### [TASK PROMPT]
Your answer must consist solely of the line containing "Pin every instance of the cyclist silhouette." and all subsequent lines through the end of the entries, reproduced exactly.

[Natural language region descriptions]

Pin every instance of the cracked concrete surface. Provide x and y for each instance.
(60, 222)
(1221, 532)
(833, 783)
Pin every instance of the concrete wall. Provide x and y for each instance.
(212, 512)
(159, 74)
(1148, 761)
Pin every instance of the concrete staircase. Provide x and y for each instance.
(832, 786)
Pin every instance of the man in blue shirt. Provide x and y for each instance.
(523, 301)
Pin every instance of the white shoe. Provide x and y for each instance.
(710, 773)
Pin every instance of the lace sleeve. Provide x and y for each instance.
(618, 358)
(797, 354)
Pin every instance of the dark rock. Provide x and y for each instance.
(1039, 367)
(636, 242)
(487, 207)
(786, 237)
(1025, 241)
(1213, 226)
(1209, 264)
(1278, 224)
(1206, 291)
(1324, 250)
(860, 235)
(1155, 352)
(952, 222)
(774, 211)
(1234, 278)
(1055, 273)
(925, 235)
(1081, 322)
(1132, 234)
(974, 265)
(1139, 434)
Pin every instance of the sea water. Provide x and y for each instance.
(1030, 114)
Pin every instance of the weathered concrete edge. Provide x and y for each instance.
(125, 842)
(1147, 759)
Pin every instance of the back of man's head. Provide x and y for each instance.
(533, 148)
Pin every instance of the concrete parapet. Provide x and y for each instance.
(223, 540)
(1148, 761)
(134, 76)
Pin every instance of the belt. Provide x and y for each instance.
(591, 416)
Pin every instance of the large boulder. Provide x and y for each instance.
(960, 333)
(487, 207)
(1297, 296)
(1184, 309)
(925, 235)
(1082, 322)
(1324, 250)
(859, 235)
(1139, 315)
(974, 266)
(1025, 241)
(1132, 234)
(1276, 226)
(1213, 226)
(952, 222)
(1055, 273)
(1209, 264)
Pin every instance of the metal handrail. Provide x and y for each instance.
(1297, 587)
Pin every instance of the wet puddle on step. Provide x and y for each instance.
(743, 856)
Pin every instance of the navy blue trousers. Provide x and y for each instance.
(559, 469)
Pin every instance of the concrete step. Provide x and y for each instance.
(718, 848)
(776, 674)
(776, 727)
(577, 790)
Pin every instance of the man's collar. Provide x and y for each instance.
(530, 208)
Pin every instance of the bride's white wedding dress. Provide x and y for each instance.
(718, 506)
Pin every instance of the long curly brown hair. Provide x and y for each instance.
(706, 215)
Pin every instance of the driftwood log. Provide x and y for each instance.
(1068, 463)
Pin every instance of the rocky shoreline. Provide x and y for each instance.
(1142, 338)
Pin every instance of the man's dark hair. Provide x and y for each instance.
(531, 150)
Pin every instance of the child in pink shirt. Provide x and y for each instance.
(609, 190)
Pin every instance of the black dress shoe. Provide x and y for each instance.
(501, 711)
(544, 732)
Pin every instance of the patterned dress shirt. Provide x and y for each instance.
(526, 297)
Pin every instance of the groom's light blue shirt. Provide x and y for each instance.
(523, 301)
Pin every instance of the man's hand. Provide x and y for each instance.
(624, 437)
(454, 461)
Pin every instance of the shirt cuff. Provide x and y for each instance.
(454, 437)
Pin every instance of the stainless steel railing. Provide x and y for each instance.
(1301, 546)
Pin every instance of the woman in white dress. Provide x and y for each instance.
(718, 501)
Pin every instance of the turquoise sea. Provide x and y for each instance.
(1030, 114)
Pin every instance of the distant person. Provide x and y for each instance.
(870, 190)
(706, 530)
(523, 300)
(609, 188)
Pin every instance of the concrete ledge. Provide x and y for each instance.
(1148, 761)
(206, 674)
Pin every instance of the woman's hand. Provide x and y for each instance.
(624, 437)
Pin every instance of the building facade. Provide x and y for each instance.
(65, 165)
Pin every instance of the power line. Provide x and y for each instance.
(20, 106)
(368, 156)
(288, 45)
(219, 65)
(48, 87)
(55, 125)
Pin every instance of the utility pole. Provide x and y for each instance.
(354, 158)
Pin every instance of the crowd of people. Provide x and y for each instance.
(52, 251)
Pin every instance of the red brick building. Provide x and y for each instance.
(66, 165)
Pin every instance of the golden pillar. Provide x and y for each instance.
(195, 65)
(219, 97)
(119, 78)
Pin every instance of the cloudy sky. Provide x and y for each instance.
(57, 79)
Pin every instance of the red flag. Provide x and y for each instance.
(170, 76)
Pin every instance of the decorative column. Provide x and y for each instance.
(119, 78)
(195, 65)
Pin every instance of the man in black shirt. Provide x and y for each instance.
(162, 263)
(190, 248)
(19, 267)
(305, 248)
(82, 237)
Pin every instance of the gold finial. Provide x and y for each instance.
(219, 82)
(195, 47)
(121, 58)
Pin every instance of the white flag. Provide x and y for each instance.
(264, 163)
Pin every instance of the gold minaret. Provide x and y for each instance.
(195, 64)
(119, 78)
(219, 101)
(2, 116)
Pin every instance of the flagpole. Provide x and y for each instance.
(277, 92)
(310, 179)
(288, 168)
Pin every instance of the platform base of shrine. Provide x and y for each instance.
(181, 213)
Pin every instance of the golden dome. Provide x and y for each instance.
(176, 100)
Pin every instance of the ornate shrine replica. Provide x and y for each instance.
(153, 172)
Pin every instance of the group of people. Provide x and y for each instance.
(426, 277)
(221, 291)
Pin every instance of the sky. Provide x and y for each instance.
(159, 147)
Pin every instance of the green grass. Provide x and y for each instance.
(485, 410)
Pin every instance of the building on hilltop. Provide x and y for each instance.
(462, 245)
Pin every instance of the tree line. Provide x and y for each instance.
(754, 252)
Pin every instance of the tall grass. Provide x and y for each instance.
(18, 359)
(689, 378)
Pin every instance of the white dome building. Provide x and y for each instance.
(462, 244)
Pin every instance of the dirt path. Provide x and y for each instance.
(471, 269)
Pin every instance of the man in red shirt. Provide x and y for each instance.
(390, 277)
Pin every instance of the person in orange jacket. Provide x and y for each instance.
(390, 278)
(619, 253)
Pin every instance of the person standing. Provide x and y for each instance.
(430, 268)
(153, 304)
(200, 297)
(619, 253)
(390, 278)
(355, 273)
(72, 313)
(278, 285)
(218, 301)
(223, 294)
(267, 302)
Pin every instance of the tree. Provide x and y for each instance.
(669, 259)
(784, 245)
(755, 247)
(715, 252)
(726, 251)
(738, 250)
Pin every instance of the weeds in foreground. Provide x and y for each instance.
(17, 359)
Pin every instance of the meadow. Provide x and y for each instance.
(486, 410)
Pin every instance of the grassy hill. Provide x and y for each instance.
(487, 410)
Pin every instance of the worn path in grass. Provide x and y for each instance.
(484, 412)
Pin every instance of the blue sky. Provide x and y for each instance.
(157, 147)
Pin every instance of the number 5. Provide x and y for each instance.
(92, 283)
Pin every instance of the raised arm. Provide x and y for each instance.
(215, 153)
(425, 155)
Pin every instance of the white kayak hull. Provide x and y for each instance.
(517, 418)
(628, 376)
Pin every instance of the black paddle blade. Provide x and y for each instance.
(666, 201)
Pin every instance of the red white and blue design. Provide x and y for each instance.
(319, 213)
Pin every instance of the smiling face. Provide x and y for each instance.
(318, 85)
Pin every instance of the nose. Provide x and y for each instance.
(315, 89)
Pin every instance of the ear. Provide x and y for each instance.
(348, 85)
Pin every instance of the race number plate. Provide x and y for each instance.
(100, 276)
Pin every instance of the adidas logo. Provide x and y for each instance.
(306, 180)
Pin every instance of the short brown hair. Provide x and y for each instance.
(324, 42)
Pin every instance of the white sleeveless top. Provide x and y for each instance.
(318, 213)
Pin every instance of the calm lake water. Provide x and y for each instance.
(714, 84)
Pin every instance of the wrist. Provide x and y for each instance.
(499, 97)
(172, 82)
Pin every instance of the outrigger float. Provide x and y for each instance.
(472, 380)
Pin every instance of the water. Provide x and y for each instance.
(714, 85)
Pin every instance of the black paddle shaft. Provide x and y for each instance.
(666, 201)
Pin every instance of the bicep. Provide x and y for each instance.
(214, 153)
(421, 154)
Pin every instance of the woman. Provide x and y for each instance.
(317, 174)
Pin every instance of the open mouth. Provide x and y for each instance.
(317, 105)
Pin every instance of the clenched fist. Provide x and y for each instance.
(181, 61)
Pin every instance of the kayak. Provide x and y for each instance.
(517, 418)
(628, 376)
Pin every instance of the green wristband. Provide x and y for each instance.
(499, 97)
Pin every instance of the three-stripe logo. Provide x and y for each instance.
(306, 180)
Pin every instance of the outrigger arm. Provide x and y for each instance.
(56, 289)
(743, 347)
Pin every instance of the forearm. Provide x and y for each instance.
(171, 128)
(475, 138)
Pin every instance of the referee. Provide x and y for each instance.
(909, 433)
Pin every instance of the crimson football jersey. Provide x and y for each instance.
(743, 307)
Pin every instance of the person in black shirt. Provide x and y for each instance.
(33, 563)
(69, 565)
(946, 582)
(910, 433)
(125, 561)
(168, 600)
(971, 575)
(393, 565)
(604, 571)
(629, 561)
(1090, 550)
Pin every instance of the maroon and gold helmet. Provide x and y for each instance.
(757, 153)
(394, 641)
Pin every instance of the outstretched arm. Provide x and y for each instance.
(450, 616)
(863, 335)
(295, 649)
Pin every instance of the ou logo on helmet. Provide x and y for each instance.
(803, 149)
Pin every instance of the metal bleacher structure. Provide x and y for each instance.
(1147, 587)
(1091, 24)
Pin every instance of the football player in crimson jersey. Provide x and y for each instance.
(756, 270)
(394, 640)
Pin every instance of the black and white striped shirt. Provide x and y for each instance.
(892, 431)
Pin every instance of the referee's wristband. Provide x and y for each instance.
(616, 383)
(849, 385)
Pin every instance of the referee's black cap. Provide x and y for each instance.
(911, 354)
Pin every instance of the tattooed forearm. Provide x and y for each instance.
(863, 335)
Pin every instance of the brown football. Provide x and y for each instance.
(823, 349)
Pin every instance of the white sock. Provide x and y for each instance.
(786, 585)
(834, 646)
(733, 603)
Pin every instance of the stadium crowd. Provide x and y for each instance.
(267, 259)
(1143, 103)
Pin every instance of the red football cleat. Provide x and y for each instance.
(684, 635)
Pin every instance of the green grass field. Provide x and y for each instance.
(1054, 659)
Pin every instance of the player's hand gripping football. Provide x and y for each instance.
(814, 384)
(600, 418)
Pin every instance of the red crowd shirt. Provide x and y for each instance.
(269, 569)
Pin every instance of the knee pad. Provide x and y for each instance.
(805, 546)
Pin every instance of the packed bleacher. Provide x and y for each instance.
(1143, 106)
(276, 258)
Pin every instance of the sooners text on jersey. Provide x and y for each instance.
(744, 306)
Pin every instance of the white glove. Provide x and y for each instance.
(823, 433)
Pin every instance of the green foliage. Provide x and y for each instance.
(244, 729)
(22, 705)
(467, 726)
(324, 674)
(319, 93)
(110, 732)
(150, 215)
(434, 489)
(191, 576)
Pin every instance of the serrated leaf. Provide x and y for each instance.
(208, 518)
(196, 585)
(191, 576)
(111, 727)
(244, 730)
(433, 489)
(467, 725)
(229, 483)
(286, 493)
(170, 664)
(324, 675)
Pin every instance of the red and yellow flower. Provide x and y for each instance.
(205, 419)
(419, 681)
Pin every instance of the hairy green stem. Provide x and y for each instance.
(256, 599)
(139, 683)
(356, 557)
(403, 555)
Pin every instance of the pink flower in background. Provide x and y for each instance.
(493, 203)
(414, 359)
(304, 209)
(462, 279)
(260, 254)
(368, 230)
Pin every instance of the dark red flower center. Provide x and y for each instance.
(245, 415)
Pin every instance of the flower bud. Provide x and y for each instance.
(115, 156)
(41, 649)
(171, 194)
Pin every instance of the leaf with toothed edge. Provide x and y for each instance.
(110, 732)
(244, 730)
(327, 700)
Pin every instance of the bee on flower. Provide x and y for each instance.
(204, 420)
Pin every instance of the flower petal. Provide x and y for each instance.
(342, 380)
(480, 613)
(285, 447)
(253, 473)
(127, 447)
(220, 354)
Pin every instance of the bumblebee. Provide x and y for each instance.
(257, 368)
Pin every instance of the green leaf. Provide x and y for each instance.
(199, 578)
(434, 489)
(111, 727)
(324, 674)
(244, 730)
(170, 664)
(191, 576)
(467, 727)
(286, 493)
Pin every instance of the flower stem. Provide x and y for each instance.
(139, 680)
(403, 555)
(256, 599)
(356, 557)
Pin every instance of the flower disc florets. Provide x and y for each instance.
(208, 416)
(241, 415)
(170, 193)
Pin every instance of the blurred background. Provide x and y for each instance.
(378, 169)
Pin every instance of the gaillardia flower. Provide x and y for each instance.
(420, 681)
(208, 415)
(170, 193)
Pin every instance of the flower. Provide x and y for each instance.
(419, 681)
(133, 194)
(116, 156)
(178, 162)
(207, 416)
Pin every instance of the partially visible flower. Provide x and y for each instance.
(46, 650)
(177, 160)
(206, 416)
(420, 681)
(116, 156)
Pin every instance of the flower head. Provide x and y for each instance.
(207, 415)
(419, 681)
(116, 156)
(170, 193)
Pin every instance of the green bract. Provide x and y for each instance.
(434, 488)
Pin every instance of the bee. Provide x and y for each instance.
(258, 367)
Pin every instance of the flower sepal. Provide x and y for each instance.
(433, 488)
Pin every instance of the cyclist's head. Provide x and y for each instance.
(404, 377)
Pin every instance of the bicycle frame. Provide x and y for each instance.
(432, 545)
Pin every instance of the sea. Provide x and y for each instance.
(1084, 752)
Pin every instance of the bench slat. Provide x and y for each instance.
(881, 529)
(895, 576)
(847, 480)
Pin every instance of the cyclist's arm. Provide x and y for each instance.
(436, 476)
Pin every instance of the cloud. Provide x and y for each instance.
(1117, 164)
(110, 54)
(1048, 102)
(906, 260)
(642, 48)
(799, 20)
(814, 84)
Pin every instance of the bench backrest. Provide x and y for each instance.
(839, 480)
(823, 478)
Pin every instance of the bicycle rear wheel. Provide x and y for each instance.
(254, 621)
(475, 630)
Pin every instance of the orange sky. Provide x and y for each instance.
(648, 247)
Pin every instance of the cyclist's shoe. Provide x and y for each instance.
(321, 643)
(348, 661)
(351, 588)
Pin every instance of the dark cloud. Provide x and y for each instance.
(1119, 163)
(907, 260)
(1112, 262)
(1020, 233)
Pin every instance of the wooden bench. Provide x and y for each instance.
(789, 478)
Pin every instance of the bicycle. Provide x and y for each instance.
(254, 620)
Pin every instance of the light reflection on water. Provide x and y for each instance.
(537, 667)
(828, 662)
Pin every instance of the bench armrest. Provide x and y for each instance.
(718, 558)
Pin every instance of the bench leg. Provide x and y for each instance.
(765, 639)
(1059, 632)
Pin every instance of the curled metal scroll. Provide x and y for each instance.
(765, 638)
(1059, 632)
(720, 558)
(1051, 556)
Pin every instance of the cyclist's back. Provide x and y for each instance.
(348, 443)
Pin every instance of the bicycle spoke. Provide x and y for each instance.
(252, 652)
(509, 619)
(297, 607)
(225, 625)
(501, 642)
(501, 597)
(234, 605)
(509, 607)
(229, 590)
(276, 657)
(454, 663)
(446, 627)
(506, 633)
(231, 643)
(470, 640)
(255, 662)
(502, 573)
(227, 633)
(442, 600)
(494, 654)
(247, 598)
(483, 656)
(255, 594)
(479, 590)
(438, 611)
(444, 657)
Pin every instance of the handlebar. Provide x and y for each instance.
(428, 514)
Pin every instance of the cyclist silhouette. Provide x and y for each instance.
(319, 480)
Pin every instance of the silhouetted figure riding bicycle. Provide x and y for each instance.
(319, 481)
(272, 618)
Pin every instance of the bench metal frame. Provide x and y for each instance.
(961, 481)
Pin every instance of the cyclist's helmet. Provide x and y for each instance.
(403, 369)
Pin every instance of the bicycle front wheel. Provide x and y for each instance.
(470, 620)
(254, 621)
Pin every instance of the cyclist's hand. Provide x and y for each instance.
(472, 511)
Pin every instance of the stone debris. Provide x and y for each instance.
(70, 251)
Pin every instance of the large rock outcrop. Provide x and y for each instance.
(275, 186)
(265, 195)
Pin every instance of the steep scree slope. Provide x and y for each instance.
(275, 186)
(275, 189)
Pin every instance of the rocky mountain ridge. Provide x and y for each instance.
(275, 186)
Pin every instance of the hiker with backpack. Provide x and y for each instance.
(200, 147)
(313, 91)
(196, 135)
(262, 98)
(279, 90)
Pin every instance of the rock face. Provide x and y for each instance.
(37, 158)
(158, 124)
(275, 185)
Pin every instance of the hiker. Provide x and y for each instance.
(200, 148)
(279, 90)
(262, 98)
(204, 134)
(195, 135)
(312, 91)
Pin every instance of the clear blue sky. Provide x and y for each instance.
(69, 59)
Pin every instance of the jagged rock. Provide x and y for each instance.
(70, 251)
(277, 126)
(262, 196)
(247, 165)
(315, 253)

### [TASK SOLUTION]
Pin every instance of the cyclist silhouette. Provide x and y for each instance.
(319, 480)
Pin every instance of the silhouetted figure riding bicycle. Provide x and y for each instance.
(319, 481)
(272, 618)
Pin every instance of the bench metal frame. Provide x and y for each instance.
(961, 481)
Pin every instance of the cyclist's helmet. Provide x and y for each instance.
(403, 369)
Pin every instance of the bicycle front wheel. Provide x and y for each instance.
(470, 620)
(254, 621)
Pin every instance of the cyclist's hand. Provide x and y for each instance.
(472, 511)
Pin every instance of the stone debris. Provide x and y for each instance.
(70, 251)
Pin every instance of the large rock outcrop. Provide x and y for each instance.
(275, 186)
(265, 195)
Pin every instance of the steep scree slope. Provide x and y for each instance.
(275, 186)
(275, 189)
Pin every instance of the rocky mountain ridge. Provide x and y for each instance.
(275, 186)
Pin every instance of the hiker with backpack. Provide x and y for each instance.
(200, 147)
(313, 91)
(196, 135)
(262, 98)
(279, 90)
Pin every instance of the rock face. Provide x and y for each instance.
(37, 158)
(158, 124)
(275, 185)
Pin every instance of the hiker. Provide x and y for each instance.
(200, 148)
(279, 90)
(262, 98)
(204, 134)
(195, 135)
(312, 91)
Pin every instance of the clear blue sky. Provide x and y for each instance.
(69, 59)
Pin every instance of the jagged rock. Provide x and y for each instance.
(70, 251)
(277, 126)
(262, 196)
(247, 165)
(315, 253)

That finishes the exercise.